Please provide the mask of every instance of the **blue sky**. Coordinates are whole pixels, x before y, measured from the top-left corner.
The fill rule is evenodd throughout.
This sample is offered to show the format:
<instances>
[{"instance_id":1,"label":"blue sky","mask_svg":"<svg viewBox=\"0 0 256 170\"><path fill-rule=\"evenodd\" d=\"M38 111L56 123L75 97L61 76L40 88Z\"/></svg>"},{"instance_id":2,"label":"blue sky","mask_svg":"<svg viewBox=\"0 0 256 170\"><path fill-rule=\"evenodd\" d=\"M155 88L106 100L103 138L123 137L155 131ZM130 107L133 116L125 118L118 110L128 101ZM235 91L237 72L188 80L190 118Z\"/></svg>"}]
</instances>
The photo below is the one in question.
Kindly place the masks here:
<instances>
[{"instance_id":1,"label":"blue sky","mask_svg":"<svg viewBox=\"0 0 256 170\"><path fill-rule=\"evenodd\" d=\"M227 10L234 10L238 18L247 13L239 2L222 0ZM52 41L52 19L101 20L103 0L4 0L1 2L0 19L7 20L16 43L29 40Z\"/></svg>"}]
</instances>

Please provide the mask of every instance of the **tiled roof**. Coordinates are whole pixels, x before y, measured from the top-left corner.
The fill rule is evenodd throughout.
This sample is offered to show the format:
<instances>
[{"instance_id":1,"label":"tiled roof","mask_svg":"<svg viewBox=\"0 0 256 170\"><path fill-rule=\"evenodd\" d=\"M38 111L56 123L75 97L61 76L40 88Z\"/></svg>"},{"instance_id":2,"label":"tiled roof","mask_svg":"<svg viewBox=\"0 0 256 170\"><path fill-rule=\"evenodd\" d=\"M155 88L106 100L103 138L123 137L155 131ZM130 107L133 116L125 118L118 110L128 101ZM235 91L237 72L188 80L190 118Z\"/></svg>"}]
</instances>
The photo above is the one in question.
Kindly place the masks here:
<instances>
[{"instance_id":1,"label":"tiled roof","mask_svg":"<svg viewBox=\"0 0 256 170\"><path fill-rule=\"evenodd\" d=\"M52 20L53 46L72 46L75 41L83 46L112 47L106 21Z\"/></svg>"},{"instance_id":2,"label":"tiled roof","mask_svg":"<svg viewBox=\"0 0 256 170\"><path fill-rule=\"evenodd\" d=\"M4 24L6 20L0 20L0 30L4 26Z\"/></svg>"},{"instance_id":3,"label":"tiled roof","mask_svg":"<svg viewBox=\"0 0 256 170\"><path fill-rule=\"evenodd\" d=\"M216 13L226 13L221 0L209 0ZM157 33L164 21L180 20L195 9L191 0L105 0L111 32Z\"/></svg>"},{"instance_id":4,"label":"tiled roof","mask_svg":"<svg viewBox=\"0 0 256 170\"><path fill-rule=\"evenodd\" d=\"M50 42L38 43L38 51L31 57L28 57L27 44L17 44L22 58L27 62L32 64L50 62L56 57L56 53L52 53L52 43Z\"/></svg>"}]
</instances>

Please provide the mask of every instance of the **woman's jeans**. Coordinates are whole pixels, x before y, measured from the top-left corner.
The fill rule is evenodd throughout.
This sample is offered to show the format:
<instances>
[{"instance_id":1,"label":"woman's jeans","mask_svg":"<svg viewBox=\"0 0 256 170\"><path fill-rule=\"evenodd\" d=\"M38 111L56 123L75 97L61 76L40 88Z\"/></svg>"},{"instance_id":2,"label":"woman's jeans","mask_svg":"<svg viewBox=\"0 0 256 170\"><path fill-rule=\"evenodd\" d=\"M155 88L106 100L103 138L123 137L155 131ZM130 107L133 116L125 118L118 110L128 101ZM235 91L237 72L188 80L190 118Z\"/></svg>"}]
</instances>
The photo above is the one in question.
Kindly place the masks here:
- - - - -
→ Goal
Present every line of the entries above as a numbered list, skipping any blank lines.

→ Exercise solution
1. Please provide the mask of every instance of the **blue sky**. Coordinates are whole pixels, x before y, measured from the top-left corner.
2. The fill rule is evenodd throughout.
3. This sample is offered to show the format:
4. <instances>
5. [{"instance_id":1,"label":"blue sky","mask_svg":"<svg viewBox=\"0 0 256 170\"><path fill-rule=\"evenodd\" d=\"M38 111L56 123L75 97L61 76L40 88Z\"/></svg>"},{"instance_id":2,"label":"blue sky","mask_svg":"<svg viewBox=\"0 0 256 170\"><path fill-rule=\"evenodd\" d=\"M155 88L106 100L103 138L123 137L155 131ZM130 107L133 116L125 118L118 110L128 101ZM235 91L237 72L188 80L190 118Z\"/></svg>"}]
6. </instances>
7. The photo below is the one in question.
8. Kindly place the masks here:
9. <instances>
10. [{"instance_id":1,"label":"blue sky","mask_svg":"<svg viewBox=\"0 0 256 170\"><path fill-rule=\"evenodd\" d=\"M227 10L234 10L238 18L247 13L239 2L222 0ZM52 41L52 19L101 20L103 0L4 0L1 2L0 19L7 20L16 43L29 40Z\"/></svg>"}]
11. </instances>
12. Please provide the mask of every instance of the **tiled roof**. Coordinates are whole pixels, x before y, measured from the top-left corner.
13. The fill rule is evenodd throughout.
14. This sample is offered to show the format:
15. <instances>
16. [{"instance_id":1,"label":"tiled roof","mask_svg":"<svg viewBox=\"0 0 256 170\"><path fill-rule=\"evenodd\" d=\"M38 111L56 123L75 97L61 76L40 88Z\"/></svg>"},{"instance_id":2,"label":"tiled roof","mask_svg":"<svg viewBox=\"0 0 256 170\"><path fill-rule=\"evenodd\" d=\"M155 88L106 100L103 138L123 137L155 131ZM130 107L133 116L125 118L118 110L128 101ZM235 91L237 72L188 80L190 118Z\"/></svg>"}]
17. </instances>
18. The photo above is the one in question.
19. Kindly place the masks here:
20. <instances>
21. [{"instance_id":1,"label":"tiled roof","mask_svg":"<svg viewBox=\"0 0 256 170\"><path fill-rule=\"evenodd\" d=\"M52 20L53 46L72 46L75 41L83 46L112 47L106 21Z\"/></svg>"},{"instance_id":2,"label":"tiled roof","mask_svg":"<svg viewBox=\"0 0 256 170\"><path fill-rule=\"evenodd\" d=\"M4 24L6 20L0 20L0 30L4 26Z\"/></svg>"},{"instance_id":3,"label":"tiled roof","mask_svg":"<svg viewBox=\"0 0 256 170\"><path fill-rule=\"evenodd\" d=\"M216 13L226 13L221 0L209 0ZM157 33L164 21L180 20L195 9L191 0L105 0L111 32Z\"/></svg>"},{"instance_id":4,"label":"tiled roof","mask_svg":"<svg viewBox=\"0 0 256 170\"><path fill-rule=\"evenodd\" d=\"M50 42L38 43L38 51L31 57L28 57L27 44L17 44L22 58L27 62L32 64L50 62L56 57L56 53L52 53L52 43Z\"/></svg>"}]
22. </instances>
23. Please provide the mask of every instance of the **woman's jeans**. Coordinates are whole pixels, x before y, measured from the top-left corner.
24. The fill rule is evenodd throughout.
25. This sample is offered to show the format:
26. <instances>
27. [{"instance_id":1,"label":"woman's jeans","mask_svg":"<svg viewBox=\"0 0 256 170\"><path fill-rule=\"evenodd\" d=\"M38 111L56 123L75 97L61 76L40 88Z\"/></svg>"},{"instance_id":2,"label":"woman's jeans","mask_svg":"<svg viewBox=\"0 0 256 170\"><path fill-rule=\"evenodd\" d=\"M155 88L106 100L103 138L123 137L155 131ZM130 107L133 116L125 118L118 110L128 101ZM235 91L237 72L188 80L190 118Z\"/></svg>"}]
28. </instances>
29. The photo above is the one in question.
30. Kindly place the masks here:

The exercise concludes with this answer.